▸ WHAT TO WORK ON
Repeat exactly the lines of the listing from the line containing "the rear fender" through its last line, and nothing beyond them.

▸ RECORDED INFORMATION
────────────────────
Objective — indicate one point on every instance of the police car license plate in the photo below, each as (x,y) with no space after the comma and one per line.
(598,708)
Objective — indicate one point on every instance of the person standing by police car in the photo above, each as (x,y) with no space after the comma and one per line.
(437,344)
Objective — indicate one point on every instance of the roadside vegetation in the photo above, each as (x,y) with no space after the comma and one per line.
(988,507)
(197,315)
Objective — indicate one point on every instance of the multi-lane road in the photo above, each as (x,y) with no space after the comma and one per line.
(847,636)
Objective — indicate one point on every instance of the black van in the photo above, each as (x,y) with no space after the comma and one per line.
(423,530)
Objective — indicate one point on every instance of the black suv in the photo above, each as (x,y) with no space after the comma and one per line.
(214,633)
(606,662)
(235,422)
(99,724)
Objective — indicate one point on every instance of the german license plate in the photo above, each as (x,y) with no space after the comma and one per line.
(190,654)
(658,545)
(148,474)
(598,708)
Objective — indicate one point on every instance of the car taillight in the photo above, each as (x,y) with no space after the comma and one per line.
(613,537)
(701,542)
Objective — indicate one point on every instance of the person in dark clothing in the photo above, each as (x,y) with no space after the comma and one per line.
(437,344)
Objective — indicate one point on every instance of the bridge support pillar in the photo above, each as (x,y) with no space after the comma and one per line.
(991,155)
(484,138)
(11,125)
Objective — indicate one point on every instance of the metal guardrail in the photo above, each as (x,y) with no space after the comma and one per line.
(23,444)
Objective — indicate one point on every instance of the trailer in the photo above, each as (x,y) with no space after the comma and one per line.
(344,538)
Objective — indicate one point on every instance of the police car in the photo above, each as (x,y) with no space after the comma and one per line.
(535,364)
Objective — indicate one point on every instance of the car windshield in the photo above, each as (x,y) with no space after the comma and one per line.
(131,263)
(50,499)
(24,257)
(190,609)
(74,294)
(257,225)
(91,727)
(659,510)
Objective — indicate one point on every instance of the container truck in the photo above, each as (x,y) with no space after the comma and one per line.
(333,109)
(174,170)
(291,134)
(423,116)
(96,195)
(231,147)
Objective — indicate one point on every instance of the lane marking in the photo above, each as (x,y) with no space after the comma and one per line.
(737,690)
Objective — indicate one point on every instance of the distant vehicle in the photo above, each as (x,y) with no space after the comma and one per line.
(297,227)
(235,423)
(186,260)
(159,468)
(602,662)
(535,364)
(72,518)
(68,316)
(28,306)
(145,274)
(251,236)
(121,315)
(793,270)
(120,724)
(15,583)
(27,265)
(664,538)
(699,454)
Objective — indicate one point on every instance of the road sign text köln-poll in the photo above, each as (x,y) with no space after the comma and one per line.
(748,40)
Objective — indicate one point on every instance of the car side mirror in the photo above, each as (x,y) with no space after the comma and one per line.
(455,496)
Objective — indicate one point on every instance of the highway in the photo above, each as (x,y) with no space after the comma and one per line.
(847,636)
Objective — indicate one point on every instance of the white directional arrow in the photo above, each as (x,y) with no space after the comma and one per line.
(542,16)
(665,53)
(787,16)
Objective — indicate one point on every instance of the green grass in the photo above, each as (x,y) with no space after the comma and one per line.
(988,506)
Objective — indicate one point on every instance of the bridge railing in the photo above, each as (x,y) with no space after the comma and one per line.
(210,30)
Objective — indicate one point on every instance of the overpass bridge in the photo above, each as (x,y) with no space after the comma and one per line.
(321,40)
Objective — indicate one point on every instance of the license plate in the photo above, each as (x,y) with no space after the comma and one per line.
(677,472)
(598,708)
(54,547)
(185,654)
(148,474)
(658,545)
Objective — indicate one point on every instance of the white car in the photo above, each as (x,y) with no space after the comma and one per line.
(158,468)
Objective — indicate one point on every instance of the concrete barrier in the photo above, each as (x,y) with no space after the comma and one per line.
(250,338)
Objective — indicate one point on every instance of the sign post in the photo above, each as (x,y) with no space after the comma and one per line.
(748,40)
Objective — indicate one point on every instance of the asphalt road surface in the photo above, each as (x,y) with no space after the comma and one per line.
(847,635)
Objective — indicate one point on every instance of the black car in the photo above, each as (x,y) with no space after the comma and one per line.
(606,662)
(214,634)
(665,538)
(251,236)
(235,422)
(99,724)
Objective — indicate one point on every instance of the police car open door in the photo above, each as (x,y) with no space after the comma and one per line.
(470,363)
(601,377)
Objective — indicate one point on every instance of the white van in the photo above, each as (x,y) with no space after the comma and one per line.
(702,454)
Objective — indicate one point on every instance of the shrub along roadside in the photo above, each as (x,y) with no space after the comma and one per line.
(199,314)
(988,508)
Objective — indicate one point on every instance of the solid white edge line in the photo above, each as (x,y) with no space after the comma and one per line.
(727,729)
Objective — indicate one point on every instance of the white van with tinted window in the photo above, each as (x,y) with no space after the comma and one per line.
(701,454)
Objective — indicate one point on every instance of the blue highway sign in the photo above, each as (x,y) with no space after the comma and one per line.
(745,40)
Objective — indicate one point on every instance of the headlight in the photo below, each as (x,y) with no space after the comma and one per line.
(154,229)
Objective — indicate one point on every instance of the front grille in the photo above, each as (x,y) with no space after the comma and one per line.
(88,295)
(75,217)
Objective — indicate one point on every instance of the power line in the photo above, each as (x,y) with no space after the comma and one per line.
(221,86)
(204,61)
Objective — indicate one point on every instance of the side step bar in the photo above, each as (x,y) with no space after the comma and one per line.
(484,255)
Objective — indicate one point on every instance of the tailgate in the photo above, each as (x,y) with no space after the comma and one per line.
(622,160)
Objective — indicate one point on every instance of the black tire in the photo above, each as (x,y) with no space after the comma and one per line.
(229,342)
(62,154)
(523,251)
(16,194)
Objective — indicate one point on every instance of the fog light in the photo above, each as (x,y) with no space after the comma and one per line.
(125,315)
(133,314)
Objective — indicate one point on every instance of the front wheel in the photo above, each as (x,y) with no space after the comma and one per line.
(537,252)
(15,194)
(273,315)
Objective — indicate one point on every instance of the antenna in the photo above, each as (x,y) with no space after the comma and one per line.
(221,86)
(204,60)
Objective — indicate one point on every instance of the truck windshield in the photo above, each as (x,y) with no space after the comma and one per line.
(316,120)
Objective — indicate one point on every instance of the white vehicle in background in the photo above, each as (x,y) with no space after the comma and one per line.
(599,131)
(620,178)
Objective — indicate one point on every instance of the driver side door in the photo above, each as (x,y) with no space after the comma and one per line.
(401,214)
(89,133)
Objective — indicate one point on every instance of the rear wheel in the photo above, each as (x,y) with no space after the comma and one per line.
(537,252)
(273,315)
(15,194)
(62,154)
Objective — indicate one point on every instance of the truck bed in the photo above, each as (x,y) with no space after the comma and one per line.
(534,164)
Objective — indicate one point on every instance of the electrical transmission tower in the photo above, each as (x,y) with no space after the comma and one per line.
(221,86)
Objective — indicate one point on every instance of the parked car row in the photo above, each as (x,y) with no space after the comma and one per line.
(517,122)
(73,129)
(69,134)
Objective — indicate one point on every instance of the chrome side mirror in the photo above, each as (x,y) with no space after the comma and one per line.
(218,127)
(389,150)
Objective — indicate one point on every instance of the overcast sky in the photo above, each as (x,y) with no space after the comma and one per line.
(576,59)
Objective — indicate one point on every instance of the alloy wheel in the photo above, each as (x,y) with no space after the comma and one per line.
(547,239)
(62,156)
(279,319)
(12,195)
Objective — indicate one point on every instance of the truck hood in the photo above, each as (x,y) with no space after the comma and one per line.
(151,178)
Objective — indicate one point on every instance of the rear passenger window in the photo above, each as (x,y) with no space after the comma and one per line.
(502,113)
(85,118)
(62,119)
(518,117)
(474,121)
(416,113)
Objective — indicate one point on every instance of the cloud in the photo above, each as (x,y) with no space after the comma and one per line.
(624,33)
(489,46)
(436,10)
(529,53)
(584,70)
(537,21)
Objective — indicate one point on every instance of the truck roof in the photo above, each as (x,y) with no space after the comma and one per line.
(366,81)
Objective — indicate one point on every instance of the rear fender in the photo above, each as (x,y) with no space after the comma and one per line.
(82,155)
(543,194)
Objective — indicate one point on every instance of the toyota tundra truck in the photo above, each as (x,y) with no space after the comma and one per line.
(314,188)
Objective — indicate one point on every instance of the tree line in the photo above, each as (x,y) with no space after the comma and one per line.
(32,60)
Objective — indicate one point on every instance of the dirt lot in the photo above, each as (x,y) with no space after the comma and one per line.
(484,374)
────────────────────
▸ YOUR RESPONSE
Objective — indicate one point on every instance of the rear fender in the photo above, each as (x,y) with no space after the comma and one per line.
(82,155)
(543,194)
Objective — indicate one point on every instance of the toyota tundra truck in the photo above, each as (x,y) with no space after the comma and one per line.
(314,188)
Objective — indicate one point on every instance of the tree line in the photo above, each as (x,y) with no space after the comma and one per line.
(32,60)
Objective — indicate one point on every instance of the dirt lot in the photo above, each as (x,y) with no space after the comma and one per line.
(484,374)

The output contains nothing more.